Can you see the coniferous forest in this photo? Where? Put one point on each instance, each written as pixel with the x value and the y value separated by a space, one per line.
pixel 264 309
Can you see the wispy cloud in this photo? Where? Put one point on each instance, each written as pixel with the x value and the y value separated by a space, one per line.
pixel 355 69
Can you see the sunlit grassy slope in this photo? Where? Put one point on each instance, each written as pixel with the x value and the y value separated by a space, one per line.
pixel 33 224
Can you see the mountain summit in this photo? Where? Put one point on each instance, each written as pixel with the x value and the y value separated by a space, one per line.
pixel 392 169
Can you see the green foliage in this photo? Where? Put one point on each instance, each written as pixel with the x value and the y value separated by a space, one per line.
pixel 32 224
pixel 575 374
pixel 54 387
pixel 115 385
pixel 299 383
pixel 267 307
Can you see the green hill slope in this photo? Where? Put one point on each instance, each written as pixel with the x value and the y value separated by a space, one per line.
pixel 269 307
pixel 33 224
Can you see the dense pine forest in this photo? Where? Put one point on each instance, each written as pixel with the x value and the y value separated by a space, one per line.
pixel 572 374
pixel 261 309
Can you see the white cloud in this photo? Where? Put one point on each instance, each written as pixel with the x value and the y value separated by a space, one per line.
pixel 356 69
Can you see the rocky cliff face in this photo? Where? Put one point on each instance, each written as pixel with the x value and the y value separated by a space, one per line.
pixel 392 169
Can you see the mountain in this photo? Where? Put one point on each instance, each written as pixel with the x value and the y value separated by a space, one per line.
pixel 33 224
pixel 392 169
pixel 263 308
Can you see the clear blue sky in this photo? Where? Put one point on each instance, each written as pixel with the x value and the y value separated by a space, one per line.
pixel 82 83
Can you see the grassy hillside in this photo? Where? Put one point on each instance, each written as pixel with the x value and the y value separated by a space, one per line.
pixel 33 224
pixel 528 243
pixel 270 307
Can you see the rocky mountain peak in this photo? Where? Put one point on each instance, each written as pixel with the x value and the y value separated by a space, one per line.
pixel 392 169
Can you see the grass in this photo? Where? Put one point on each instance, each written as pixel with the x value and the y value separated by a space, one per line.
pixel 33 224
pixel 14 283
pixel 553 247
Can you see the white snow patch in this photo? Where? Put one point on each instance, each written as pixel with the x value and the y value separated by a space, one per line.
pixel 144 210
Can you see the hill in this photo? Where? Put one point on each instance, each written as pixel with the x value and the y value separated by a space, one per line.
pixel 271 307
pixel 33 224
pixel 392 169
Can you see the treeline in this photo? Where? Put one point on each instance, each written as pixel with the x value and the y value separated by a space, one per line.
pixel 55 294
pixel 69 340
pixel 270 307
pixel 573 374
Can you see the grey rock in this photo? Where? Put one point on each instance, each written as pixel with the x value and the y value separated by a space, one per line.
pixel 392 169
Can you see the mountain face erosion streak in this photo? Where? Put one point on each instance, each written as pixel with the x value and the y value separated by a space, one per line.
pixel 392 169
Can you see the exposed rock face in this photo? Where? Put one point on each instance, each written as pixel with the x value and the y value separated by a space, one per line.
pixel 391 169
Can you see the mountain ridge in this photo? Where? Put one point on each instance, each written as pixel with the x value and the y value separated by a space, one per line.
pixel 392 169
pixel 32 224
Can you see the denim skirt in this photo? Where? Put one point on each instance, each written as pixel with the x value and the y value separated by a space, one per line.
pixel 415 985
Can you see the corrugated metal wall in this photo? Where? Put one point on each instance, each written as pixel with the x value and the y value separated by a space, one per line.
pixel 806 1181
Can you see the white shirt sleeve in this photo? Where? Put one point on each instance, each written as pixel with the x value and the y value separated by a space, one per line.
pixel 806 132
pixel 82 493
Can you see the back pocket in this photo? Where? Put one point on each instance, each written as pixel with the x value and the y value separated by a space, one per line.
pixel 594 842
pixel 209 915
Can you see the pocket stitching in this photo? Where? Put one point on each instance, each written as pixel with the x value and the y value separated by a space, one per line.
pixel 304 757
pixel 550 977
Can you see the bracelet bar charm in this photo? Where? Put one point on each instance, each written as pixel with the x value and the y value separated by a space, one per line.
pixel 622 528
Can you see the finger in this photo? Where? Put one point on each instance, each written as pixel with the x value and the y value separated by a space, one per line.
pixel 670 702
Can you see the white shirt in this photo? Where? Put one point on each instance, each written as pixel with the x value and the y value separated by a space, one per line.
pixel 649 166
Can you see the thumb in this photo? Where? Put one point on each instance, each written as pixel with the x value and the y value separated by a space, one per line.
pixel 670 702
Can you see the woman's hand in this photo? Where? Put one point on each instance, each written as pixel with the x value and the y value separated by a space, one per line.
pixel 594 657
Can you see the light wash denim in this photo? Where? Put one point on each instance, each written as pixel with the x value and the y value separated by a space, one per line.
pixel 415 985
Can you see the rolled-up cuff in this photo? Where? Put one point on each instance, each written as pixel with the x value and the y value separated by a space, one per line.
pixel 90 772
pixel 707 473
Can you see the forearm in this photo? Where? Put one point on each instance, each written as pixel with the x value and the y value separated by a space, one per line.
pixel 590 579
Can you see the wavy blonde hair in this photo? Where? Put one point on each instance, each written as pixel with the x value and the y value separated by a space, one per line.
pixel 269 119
☆ ☆ ☆
*The exercise*. Turn all of the entries above into a numbered list, leaving out any blank lines.

*Right answer*.
1. Can you see the coniferous forest in this photo? Where? Put one point on each instance, each written as pixel with the x value and the y value separated by a space, one per line.
2. pixel 264 309
3. Can you see the wispy cloud in this photo? Where? Put one point on each instance, each written as pixel with the x value and the y value separated by a space, one per line.
4. pixel 355 69
5. Can you see the sunlit grassy slope in this photo? Where? Put one point on each instance, each written as pixel with the x value and the y value separated by a space, one per line.
6. pixel 33 224
7. Can you see the mountain summit in this photo? Where? Put one point on each instance, each written as pixel with the x value and the y value separated by a space, one per line.
8. pixel 392 169
9. Can you see the green foliage in this photo? Where? Put one point on each instance, each written as pixel with the x value and the y value separated by a space, one per line.
10. pixel 32 224
11. pixel 575 374
12. pixel 54 387
13. pixel 115 385
14. pixel 299 383
15. pixel 267 307
16. Can you see the green hill slope in this photo? Where? Put one point on each instance, each written as pixel with the x value and the y value separated by a space, one per line.
17. pixel 269 307
18. pixel 33 224
19. Can you see the dense pine forest in this photo? Where? Put one point on each instance, each written as pixel with the x value and the y value separated by a space, one per line.
20. pixel 572 374
21. pixel 261 309
22. Can you see the white cloud in this photo? Where? Put one point on each instance, each written as pixel with the x value and the y value separated by a space, one per line.
23. pixel 356 69
24. Can you see the rocky cliff face in this photo? Where? Put one point on each instance, each written as pixel with the x value and the y value separated by a space, one per line.
25. pixel 392 169
26. Can you see the mountain in this photo? Where? Put one point on each instance, each written as pixel with the x value and the y value separated by a space, one per line.
27. pixel 33 224
28. pixel 392 169
29. pixel 263 308
30. Can you see the clear blue sky in this photo? Where? Put one point on each instance, each written as pixel with the x value and the y value separated by a space, one per line.
31. pixel 82 83
32. Can you see the grassy hillside in this photo? Where? Put one point on each instance, each written as pixel with the x value and the y value separated by a space, one per line.
33. pixel 33 224
34. pixel 528 243
35. pixel 270 307
36. Can you see the rocky mountain peak in this photo? Where? Put one point on each instance, each written as pixel with the x value and the y value separated by a space, one per line.
37. pixel 392 169
38. Can you see the grass in this photo? Where? Put one point on each instance, each written as pixel with the x value and the y value separated by a space, one per line.
39. pixel 33 224
40. pixel 14 283
41. pixel 553 247
42. Can you see the white snow patch in this photo? Where? Put one point on each instance, each written as pixel with the x value and the y value separated by a space, one per line.
43. pixel 144 210
44. Can you see the hill in this photo? Where? Put one point on each instance, each written as pixel with the x value and the y value separated by a space, one per line.
45. pixel 271 307
46. pixel 33 224
47. pixel 392 169
48. Can you see the treeline in this photo? Where? Put one point on each instance, each written as pixel with the x value and the y value separated by a space, one per line.
49. pixel 55 294
50. pixel 69 340
51. pixel 270 307
52. pixel 573 374
53. Can you see the grey rock in this photo? Where? Put one point on each instance, each written as pixel with the x value and the y value separated by a space, one per line.
54. pixel 392 169
55. Can you see the mountain face erosion streak in this photo? Where? Put one point on each instance, each written as pixel with the x value and the y value separated by a space, one per line.
56. pixel 392 169
57. Can you see the exposed rock face in this photo? Where? Put one point on each instance, each written as pixel with the x value and the y value separated by a space, one per line.
58. pixel 391 169
59. Can you see the mountain ridge in this photo? Where? Put one point on each instance, each written as pixel with the x value and the y value separated by a space, one per line.
60. pixel 392 169
61. pixel 32 224
62. Can you see the denim skirt in this photo? Where? Put one point on each instance, each written as pixel with the x value and the y value separated by a space, one per line.
63. pixel 415 985
64. Can you see the corrugated metal wall in this photo? Where? Put one point on each instance, each written as pixel with the x value and the y value separated by a space, one per line.
65. pixel 806 1181
66. Can you see the white shirt sleeve in this photo? Where? Put one point on each instance, each written as pixel with the x value and the y value separated by a space, one per line.
67. pixel 806 132
68. pixel 82 493
69. Can you see the back pocket in this photo? Where? Put one point on each instance, each written as pixel with the x value and the y value separated by a space, one per line.
70. pixel 594 842
71. pixel 209 915
72. Can you see the pocket stitching in this photo? Where? Put one point on each instance, each written as pixel with the x value and the y value separated by a space, one per line.
73. pixel 304 757
74. pixel 550 977
75. Can you see the bracelet bar charm in this photo? Where? Put one point on each instance, each written as pixel with the x value and the y value separated by a space, one per line.
76. pixel 622 528
77. Can you see the finger in this photo? Where? Put one point on each instance, each written as pixel with the x value and the y value separated by a space, one per line.
78. pixel 670 702
79. Can you see the white shirt in this photo? Where? Put one point on each instance, each written as pixel with the x value and the y value separated by a space, one per line.
80. pixel 649 166
81. Can you see the thumb in this photo? Where? Put one point on each instance, each written as pixel with the x value and the y value separated by a space, one per line.
82. pixel 670 702
83. Can you see the woman's hand in this photo? Where? Put one point on each instance, each written as pixel with the x value and the y value separated by a space, one per line.
84. pixel 594 657
85. Can you see the light wash denim in this photo? Where? Put one point on each instance, each written as pixel with the x value and the y value separated by a space, one per line.
86. pixel 415 985
87. Can you see the rolled-up cuff in this photo? Where? Put one point on each instance, each written as pixel with the x value and the y value separated by a space, one per line.
88. pixel 90 772
89. pixel 707 473
90. Can you see the forearm in this photo? Where? Put one point on each instance, each written as pixel with the x value and the y value separated by a space, one per line.
91. pixel 590 579
92. Can you see the wavy blonde hair in this photo? Where? Put one point on each instance, each written as pixel with the x value and the y value separated by a space, one per line.
93. pixel 269 119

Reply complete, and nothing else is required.